**Exercise description:** Output every record word for word.

====== Data entries ======

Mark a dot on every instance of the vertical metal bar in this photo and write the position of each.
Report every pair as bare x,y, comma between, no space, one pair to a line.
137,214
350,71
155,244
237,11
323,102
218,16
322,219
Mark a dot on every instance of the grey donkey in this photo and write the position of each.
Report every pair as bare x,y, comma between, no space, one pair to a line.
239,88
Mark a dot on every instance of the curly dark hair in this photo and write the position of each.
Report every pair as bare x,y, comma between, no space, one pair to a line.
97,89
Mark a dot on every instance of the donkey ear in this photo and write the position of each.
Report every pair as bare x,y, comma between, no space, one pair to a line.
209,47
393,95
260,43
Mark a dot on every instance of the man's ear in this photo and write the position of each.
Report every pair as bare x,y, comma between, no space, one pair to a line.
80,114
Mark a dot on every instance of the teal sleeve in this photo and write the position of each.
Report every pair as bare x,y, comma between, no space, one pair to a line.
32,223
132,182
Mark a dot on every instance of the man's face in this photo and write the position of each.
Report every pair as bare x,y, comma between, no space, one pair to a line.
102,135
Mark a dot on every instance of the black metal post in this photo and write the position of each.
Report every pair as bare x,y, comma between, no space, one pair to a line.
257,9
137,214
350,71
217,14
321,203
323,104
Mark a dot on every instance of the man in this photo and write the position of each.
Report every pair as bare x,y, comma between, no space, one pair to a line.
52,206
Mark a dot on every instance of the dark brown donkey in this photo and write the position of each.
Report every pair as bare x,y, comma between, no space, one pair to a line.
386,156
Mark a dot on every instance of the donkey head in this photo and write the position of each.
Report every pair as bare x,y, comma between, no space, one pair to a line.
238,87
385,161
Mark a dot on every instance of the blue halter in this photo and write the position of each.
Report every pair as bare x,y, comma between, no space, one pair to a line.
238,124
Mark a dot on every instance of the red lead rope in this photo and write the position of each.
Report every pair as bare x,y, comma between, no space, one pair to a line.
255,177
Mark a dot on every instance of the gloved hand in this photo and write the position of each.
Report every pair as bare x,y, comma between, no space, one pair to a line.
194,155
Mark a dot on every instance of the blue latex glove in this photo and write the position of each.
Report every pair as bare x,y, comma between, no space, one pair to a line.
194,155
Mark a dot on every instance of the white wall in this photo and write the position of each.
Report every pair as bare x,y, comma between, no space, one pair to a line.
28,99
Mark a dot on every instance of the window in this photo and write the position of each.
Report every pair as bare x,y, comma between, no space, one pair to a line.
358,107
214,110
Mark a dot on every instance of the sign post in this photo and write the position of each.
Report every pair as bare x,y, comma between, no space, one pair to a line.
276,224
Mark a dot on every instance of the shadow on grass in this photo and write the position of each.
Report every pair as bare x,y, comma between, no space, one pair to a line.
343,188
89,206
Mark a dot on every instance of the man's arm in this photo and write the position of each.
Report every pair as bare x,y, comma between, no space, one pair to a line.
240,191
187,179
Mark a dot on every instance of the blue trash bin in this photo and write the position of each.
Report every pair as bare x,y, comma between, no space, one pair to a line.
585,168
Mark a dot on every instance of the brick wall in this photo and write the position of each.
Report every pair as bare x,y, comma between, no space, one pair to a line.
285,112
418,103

======

**Correct output:**
Mark a dot on every instance of the vertical metal bar in this photo and write the position of each.
Report every pair as bare x,y, comma between, no space, one pair to a line.
137,214
350,71
155,244
237,11
323,102
218,16
322,219
Mark a dot on every instance of the grey donkey in this photo and write the position of each.
Report every pair as bare x,y, comma between, no space, one pair to a line.
239,88
Mark a dot on every instance of the curly dark hair in this photo and write the position of each.
Report every pair as bare x,y, comma between, no space, one pair to a line.
97,89
Mark a dot on every instance of the donkey ear in this photo and write the position of each.
Report every pair as bare x,y, comma between, no space, one pair to a line.
209,47
393,95
260,43
Mark a dot on every instance of the man's ear in this photo and write the position of each.
Report every pair as bare x,y, comma between, no space, one pair to a line.
80,114
Mark a dot on every instance of the teal sleeve in this photo and write the position of each.
Report every pair as bare x,y, comma between, no space, one pair to a line.
32,223
132,182
Mark a dot on every instance of the man's face in this photo and write the position of each.
Report every pair as bare x,y, comma between, no space, one pair to a line.
102,135
Mark a dot on every instance of the black metal post in this photo and write the position of each.
Report every pair as bare x,y, comma between, no space, one pair to a line.
257,9
137,214
350,71
217,14
321,203
323,104
Mark a dot on every instance of the man in this photo and write the position of each.
Report every pair as bare x,y, comma between, no space, one pair to a line.
52,206
Mark a dot on every instance of the dark brown donkey in this photo and write the position of each.
Report every pair as bare x,y, comma between, no space, one pair to a line.
386,156
Mark a dot on every instance of the donkey head in this photo and write the position of each.
Report every pair as bare x,y, comma between, no space, one pair to a line.
238,87
385,161
Mark a dot on every instance of the blue halter in this photo and write the position of each.
Report every pair as bare x,y, comma between, no space, one pair to a line.
238,124
Mark a dot on every instance of the red lead rope in this photo and write the position of each.
Report every pair as bare x,y, comma between, no space, one pair to a line.
255,177
Mark a dot on every instance of the gloved hand in this photo and write the position of each.
Report every pair as bare x,y, comma between, no space, one pair to a line.
194,155
Mark a dot on every instance of the blue latex glove in this photo and write the position of each.
Report every pair as bare x,y, comma between, no space, one pair to a line.
194,155
Mark a dot on every instance of the white wall in this photo and write the position of each.
Report every pair as bare x,y, comma between, no space, one pair to a line.
28,99
Mark a dot on every instance of the window in this photo and write the position of each.
Report every pair as bare x,y, comma between, no space, one pair to a line.
358,107
214,110
Mark a dot on every instance of the sign post in this photo and write the position of each.
Report every pair as bare x,y, comma between, no space, one pair to a line.
276,224
Mark a dot on every instance of the shadow on grass in this photo and write the position of each.
Report every pair as bare x,y, comma between, no space, one pair to a line.
343,188
89,206
Mark a dot on every instance of the man's arm in this photo and write the position of each.
Report every pair as bare x,y, comma between, no space, one pair to a line.
240,191
187,179
Mark a dot on every instance of the blue trash bin in this photo and write the position of each.
Report every pair as bare x,y, comma between, no space, one pair to a line.
585,168
Mark a dot on every instance of the brick wall in this photo and write the position of each.
Report every pair as bare x,y, comma between, no space, one pair to a line.
285,112
418,103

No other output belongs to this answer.